Stored data entries:
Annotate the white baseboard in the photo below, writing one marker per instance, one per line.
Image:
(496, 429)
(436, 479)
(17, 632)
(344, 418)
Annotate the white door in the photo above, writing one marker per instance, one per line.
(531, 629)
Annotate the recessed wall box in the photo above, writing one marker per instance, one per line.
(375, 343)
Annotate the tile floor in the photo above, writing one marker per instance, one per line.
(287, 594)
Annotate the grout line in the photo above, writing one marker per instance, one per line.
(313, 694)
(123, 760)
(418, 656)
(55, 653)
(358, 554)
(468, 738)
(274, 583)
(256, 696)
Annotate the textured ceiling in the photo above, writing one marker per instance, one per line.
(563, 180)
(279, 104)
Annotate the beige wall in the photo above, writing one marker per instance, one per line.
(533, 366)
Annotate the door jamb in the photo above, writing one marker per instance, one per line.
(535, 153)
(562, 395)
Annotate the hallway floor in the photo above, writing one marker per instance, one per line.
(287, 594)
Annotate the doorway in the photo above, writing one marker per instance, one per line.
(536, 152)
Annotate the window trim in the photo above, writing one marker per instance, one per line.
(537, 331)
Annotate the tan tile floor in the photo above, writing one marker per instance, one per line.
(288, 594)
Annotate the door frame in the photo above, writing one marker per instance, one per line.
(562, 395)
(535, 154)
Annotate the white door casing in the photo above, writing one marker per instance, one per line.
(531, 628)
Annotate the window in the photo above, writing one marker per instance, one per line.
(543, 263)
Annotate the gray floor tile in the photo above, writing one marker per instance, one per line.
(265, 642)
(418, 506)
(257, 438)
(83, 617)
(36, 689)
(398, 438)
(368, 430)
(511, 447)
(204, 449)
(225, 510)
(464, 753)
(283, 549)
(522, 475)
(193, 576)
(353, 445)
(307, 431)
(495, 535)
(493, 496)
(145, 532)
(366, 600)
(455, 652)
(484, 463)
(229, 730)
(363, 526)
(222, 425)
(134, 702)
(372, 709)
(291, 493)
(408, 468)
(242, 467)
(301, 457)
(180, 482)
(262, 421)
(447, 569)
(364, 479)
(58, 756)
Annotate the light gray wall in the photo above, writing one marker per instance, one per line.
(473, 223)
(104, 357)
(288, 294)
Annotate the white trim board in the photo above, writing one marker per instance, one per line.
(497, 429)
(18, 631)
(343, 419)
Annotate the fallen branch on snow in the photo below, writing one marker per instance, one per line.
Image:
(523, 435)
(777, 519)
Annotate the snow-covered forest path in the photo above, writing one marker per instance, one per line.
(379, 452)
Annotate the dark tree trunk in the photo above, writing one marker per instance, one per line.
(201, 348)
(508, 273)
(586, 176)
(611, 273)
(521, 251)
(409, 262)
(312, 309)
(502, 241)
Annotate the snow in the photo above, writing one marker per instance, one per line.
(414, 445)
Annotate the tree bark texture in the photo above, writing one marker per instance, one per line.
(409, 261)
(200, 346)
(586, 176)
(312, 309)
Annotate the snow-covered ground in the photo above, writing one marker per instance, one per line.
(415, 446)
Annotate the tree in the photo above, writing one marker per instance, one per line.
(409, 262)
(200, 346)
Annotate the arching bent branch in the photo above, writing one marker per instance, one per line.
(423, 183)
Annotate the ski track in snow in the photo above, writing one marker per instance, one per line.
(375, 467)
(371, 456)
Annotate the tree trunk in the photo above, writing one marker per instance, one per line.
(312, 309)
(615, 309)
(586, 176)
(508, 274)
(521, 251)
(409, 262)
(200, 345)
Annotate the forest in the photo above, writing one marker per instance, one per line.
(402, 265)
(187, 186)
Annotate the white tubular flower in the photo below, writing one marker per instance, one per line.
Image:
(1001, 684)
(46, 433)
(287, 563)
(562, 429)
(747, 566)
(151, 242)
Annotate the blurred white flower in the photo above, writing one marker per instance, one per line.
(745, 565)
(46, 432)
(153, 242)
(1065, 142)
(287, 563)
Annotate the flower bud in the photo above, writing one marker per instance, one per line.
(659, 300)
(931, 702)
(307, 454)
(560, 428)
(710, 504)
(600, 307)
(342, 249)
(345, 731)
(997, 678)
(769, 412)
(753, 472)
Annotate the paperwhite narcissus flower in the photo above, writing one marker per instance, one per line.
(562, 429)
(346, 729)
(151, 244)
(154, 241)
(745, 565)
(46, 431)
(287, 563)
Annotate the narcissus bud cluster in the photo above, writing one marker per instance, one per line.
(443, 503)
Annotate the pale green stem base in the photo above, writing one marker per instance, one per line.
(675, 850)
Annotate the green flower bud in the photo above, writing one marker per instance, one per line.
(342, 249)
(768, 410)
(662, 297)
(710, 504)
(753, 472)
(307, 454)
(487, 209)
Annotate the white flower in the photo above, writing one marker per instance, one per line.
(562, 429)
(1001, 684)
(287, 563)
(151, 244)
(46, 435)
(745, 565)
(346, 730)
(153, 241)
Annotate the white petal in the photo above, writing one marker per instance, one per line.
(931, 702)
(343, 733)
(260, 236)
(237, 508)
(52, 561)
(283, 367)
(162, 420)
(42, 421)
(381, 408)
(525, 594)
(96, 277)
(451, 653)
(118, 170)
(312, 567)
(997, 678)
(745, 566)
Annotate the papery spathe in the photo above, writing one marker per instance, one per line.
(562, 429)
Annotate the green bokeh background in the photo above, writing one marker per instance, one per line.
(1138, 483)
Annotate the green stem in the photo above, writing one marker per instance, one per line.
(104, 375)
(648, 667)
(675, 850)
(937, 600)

Exercise: All the entries above need to be repeated word for word.

Response to the exercise:
Annotate the white baseboard in the photo below, writing one marker per instance, one per line.
Image:
(496, 429)
(436, 479)
(17, 632)
(344, 418)
Annotate the white door in the photo above, writing one marker per instance, one per line.
(531, 629)
Annotate the recessed wall box in the photo above, writing one marker per instance, one per line.
(375, 343)
Annotate the tile floor in the photo above, writing one marker per instance, one per line.
(287, 594)
Annotate the grout line in the photo above, writing one marker per instance, one per line.
(313, 694)
(123, 760)
(418, 656)
(55, 653)
(358, 554)
(468, 738)
(274, 583)
(256, 696)
Annotate the textured ceiling in the photo above, writing one marker per instance, one per line.
(563, 180)
(279, 104)
Annotate the beige wall in the photo above, writing one marker per instance, one per line.
(533, 366)
Annotate the door jamb in the photo above, writing one marker per instance, one per line.
(535, 153)
(562, 395)
Annotate the hallway floor in the photo above, writing one marker per instance, one per line.
(287, 594)
Annotate the doorway in the photo above, writing one marker per instance, one per line.
(536, 152)
Annotate the window trim in the photo above, writing one marker per instance, one per line.
(537, 331)
Annotate the tan tile floor in the photo above, writing one marker per instance, one per line.
(288, 594)
Annotate the door frame in the photo above, writing one marker per instance, one per line.
(562, 395)
(535, 154)
Annotate the white door casing in the photo above, writing one marker per instance, one per line.
(531, 628)
Annotate the window in the photo above, writing one marker per instance, one per line.
(543, 263)
Annotate the gray floor tile in the photo above, writing one marker per instance, one per line.
(265, 642)
(418, 506)
(257, 438)
(83, 617)
(36, 689)
(398, 438)
(368, 430)
(511, 447)
(204, 449)
(225, 510)
(464, 753)
(283, 549)
(522, 475)
(193, 576)
(353, 445)
(307, 431)
(495, 535)
(493, 496)
(145, 532)
(366, 600)
(455, 652)
(484, 463)
(229, 730)
(363, 526)
(222, 425)
(134, 702)
(372, 709)
(291, 493)
(408, 468)
(242, 467)
(301, 457)
(180, 482)
(262, 421)
(447, 569)
(364, 479)
(58, 756)
Annotate the light gray wall in the photo above, writing one marker per instance, one per line.
(473, 223)
(104, 357)
(288, 294)
Annotate the white trim board in the photo above, writing one marker per instance, one per line.
(497, 429)
(18, 631)
(343, 419)
Annotate the fallen branch on snow in the photo below, writing one marker per instance, one per line.
Image:
(523, 435)
(777, 519)
Annotate the snow-covered forest path in the photo above, writing one marker per instance, one per line.
(379, 452)
Annotate the dark tree trunk in the photo above, writing one marker per instance, one per line.
(201, 348)
(508, 273)
(586, 176)
(611, 273)
(521, 251)
(409, 262)
(312, 309)
(502, 241)
Annotate the snow in the photo above, writing one marker per instance, one per line.
(414, 445)
Annotate the tree bark texture in the photo above, writing one marker per instance, one per line.
(409, 261)
(200, 346)
(586, 176)
(312, 309)
Annotate the snow-covered ground in the photo above, writing one marker per instance, one per line.
(415, 446)
Annotate the tree in the photo above, writing one marker per instance, one per line.
(409, 262)
(200, 346)
Annotate the arching bent branch in the photo above, writing one marker per instance, one per line.
(423, 183)
Annotate the ski track in snow in the photo above, writing one marker per instance, one per line.
(375, 467)
(371, 456)
Annotate the tree trunk in the photo above, writing one marker per instance, one per line.
(312, 309)
(615, 309)
(586, 176)
(508, 274)
(521, 251)
(409, 262)
(200, 345)
Annotate the forest in the photo above, writing one marker per instance, one per line.
(402, 265)
(187, 186)
Annotate the white tubular flower in the photo below, writing one marker per instance, one per line.
Image:
(1001, 684)
(46, 433)
(287, 563)
(562, 429)
(747, 566)
(151, 242)
Annotate the blurred white flower in the photo above, writing one marker per instance, one per line.
(745, 565)
(46, 432)
(153, 242)
(1065, 142)
(287, 563)
Annotate the flower bud in the photo above, writing one marker per instance, one per line.
(659, 300)
(931, 702)
(307, 454)
(560, 428)
(710, 504)
(600, 307)
(342, 249)
(345, 731)
(997, 678)
(769, 412)
(753, 472)
Annotate the paperwhite narcissus flower in the photo above, writing one marker per instance, one per line.
(562, 429)
(346, 729)
(151, 244)
(154, 241)
(745, 565)
(46, 431)
(287, 563)
Annotate the narcissus bud cluster in the photo above, writing one marker per instance, one per line.
(443, 503)
Annotate the pale green stem base in the photo above, writing one marker per instance, one per line.
(675, 850)
Annotate the green flower bud in the photo above, writing one marker per instance, one per line.
(342, 249)
(768, 410)
(662, 297)
(710, 504)
(753, 472)
(307, 454)
(487, 209)
Annotate the white flower in the photo above, writing one marker per instance, one per line.
(562, 429)
(1001, 684)
(287, 563)
(151, 244)
(46, 435)
(745, 565)
(346, 730)
(153, 241)
Annotate the white petal in the photo above, writing one marker per instance, one per line.
(931, 702)
(343, 733)
(260, 236)
(237, 508)
(52, 561)
(283, 367)
(162, 420)
(42, 421)
(381, 408)
(525, 594)
(96, 277)
(451, 653)
(118, 170)
(312, 567)
(997, 678)
(745, 566)
Annotate the papery spathe in the photo above, writing one marker per instance, one per line.
(562, 429)
Annotate the green bokeh background in the photo above, writing one marker per instance, one per line.
(1138, 483)
Annotate the green stem in the photo above, writing one marker per instance, one per line.
(104, 375)
(648, 667)
(675, 850)
(937, 600)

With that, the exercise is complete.